_Reading text:_

I switched from D* to Dish this past April. Dish's customer service is absolutely horrible in comparison to D*. However, I found D*'s SD programming to look horrible in comparison to Dish. Dish's HD also looks better. SD channels are night and day better with Dish.


----------



## nazz (May 4, 2006)

I switched from D* to E* in May and have no regrets so far. I have seen a decline in E* HD picture quality since I've been with them and am concerned about that trend. The way I figure it is that I have an 18 month commitment and am leasing my equipment. If at the end of that D* has gotten their act together by adding more channels and improving PQ I can switch back. If E* turns itself around and improves their PQ while continuing to offer more programming I will stay.


----------



## clay_w (Dec 7, 2003)

nazz said:


> I switched from D* to E* in May and have no regrets so far. I have seen a decline in E* HD picture quality since I've been with them and am concerned about that trend. The way I figure it is that I have an 18 month commitment and am leasing my equipment. If at the end of that D* has gotten their act together by adding more channels and improving PQ I can switch back. If E* turns itself around and improves their PQ while continuing to offer more programming I will stay.


If I make the jump to E* what kind of commitment will I be locked into?


----------



## Jim5506 (Jun 7, 2004)

clay_w said:


> If I make the jump to E* what kind of commitment will I be locked into?


if you lease a ViP622 or a Vip211 it is an 18 month commititment.


----------



## CABill (Mar 20, 2005)

clay_w said:


> If I make the jump to E* what kind of commitment will I be locked into?

_Extracted entries:_
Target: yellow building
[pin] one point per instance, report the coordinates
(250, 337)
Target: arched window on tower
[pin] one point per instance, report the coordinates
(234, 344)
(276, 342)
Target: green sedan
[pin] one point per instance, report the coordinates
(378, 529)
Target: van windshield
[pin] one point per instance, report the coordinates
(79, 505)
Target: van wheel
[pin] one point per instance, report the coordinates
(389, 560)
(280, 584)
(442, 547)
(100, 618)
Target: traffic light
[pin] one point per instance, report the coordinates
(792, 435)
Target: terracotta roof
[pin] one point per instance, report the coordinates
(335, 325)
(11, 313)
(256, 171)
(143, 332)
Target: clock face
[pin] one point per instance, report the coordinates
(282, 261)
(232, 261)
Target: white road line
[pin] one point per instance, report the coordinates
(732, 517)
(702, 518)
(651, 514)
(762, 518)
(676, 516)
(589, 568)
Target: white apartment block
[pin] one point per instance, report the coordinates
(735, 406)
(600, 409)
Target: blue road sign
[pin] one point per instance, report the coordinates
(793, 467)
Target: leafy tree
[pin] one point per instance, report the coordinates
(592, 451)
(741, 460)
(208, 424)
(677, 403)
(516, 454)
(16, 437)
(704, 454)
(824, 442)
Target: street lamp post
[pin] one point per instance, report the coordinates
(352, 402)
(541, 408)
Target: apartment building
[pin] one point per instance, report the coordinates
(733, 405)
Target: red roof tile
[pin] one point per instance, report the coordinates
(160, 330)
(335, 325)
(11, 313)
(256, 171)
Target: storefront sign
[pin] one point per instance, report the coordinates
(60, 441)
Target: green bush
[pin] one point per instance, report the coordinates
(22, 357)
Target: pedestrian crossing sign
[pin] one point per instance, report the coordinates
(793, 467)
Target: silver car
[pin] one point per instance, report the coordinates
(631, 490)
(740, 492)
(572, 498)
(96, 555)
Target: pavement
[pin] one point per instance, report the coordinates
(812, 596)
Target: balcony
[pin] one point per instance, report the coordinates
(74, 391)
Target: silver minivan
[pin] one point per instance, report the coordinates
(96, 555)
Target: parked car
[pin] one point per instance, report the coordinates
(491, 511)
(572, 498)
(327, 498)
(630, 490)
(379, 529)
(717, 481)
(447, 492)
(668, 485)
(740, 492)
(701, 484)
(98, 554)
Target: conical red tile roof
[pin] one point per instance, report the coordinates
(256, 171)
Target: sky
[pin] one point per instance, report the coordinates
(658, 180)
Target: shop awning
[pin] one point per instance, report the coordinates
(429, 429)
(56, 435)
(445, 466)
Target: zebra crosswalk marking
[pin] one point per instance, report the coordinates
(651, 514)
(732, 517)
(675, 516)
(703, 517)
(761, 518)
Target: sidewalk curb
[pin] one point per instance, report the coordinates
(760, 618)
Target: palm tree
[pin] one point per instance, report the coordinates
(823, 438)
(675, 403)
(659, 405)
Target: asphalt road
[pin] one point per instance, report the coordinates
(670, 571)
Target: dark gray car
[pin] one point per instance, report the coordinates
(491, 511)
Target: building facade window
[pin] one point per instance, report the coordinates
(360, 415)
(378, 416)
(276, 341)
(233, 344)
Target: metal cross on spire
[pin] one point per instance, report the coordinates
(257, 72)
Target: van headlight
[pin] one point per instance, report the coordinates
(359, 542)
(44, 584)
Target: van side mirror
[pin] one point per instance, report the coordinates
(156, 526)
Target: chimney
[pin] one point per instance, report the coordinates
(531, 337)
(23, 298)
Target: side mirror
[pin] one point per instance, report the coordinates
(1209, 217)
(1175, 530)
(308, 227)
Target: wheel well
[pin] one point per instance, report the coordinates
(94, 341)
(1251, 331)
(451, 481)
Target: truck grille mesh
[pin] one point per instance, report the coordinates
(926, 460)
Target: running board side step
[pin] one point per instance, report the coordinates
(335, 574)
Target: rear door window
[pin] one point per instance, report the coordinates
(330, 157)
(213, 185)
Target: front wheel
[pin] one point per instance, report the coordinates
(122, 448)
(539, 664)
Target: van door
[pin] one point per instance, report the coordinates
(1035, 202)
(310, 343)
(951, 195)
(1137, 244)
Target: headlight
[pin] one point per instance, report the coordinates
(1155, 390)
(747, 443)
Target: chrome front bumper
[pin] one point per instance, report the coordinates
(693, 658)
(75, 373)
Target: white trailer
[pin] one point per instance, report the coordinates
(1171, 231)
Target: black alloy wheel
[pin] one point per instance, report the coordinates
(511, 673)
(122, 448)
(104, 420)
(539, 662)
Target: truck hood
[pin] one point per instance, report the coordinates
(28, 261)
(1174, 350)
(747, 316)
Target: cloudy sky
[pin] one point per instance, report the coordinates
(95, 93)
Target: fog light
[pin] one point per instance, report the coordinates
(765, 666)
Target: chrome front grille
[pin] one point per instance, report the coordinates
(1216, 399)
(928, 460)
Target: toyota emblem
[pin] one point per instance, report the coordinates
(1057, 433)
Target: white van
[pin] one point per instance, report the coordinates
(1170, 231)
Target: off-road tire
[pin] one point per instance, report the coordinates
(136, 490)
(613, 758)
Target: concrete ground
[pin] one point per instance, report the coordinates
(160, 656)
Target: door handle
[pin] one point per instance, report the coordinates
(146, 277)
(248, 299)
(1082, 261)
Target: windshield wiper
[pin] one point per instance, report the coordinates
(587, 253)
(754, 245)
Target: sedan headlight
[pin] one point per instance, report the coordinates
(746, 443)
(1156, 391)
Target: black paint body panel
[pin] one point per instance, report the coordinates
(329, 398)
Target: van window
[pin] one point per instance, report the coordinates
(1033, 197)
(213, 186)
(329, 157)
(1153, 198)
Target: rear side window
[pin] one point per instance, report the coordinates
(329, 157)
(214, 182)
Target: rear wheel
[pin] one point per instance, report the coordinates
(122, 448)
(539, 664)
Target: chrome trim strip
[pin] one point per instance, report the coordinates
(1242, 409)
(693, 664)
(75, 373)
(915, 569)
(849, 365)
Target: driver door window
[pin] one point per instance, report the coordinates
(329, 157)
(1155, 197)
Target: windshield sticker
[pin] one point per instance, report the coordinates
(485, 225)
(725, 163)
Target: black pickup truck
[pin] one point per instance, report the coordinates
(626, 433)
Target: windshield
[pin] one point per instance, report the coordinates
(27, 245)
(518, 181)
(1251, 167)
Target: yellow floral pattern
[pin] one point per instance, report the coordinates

_What you need to do:_ Reproduce the passage of the satellite TV thread starting at "I switched from D* to Dish" and ending at "better with Dish.".

_Exercise result:_
I switched from D* to Dish this past April. Dish's customer service is absolutely horrible in comparison to D*. However, I found D*'s SD programming to look horrible in comparison to Dish. Dish's HD also looks better. SD channels are night and day better with Dish.